REQUIRED ACTION> Only the text of the entries below should be returned, exactly as given, without pictures.

SUPPLIED DATA>
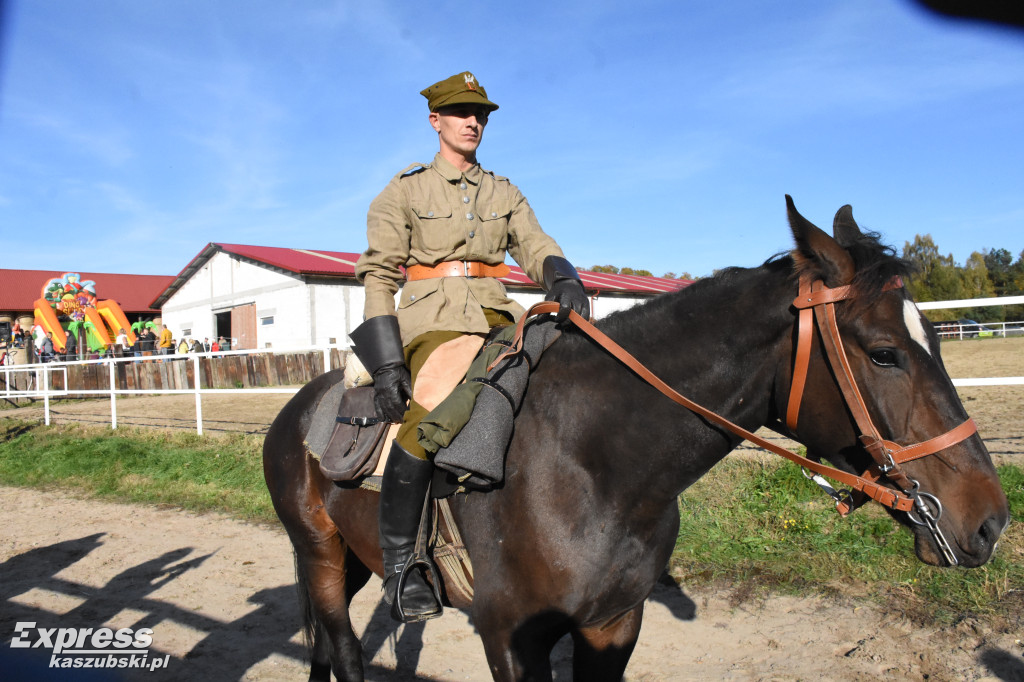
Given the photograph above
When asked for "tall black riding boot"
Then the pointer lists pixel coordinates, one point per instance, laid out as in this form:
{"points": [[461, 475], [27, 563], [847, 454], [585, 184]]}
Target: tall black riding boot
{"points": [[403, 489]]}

TASK RESULT>
Given the photograph above
When asked for "tall black riding boot"
Then the pointer lists pixel coordinates, one point per instance, laid out as in this form:
{"points": [[461, 475], [27, 563], [847, 454], [585, 184]]}
Target: tall black riding boot
{"points": [[403, 489]]}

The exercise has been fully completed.